**WHAT THE EXERCISE ASKS:** Your task is to repeat the lines below exactly, excluding any pictures they contain.

Records contained in a dataset:
————

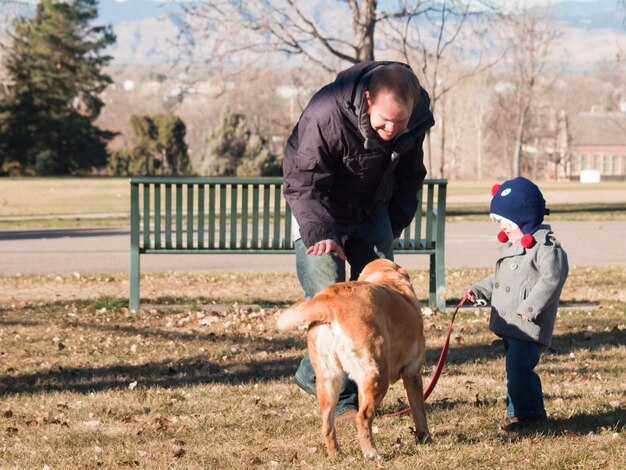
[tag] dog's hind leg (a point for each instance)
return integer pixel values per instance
(371, 392)
(328, 388)
(329, 378)
(415, 394)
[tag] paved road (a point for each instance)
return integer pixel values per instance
(106, 250)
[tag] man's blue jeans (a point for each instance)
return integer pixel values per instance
(524, 396)
(365, 242)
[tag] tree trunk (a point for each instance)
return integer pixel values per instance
(364, 23)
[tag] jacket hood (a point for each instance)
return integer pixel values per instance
(350, 87)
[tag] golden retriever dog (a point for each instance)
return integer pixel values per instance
(372, 330)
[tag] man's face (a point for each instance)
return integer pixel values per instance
(387, 117)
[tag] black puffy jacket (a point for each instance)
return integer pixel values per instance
(336, 169)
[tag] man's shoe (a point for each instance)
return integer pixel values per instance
(513, 423)
(346, 416)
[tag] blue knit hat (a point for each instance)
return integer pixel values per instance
(520, 201)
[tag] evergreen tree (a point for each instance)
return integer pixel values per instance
(233, 150)
(55, 65)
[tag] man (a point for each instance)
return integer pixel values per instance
(352, 169)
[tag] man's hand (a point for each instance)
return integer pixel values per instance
(324, 247)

————

**SOLUTION TO THE EXERCISE:**
[tag] dog's hind leg (a point for each instance)
return integer pixel values per instance
(371, 392)
(328, 388)
(329, 378)
(415, 394)
[tag] paved road (a point for each instance)
return integer pixel values per instance
(106, 250)
[tag] man's blue jeans (a point for each instance)
return integer pixel values per instance
(524, 396)
(365, 242)
[tag] tree trunk (a point for each instance)
return integer pixel values per instance
(364, 23)
[tag] jacket hood (a point for each instance)
return integer pixel values per instance
(350, 87)
[tag] golden retriever dog (a point for each instance)
return integer pixel values per instance
(372, 330)
[tag] man's face (a point for each instance)
return integer pixel values per instance
(387, 117)
[tag] black puffy jacket (a point for each instance)
return integer pixel values per instance
(336, 169)
[tag] man's shoe (a point for each instance)
return integer pixel values per instance
(513, 423)
(346, 416)
[tag] blue knit hat (a point for each instance)
return integer pixel values per instance
(520, 201)
[tag] evergreen tree (a point for each instance)
return integer pixel values per instance
(233, 150)
(55, 65)
[tag] man (a point for each instance)
return integer pixel values per instance
(352, 169)
[tag] man's hand (a point for each instance)
return integer pixel values per instance
(324, 247)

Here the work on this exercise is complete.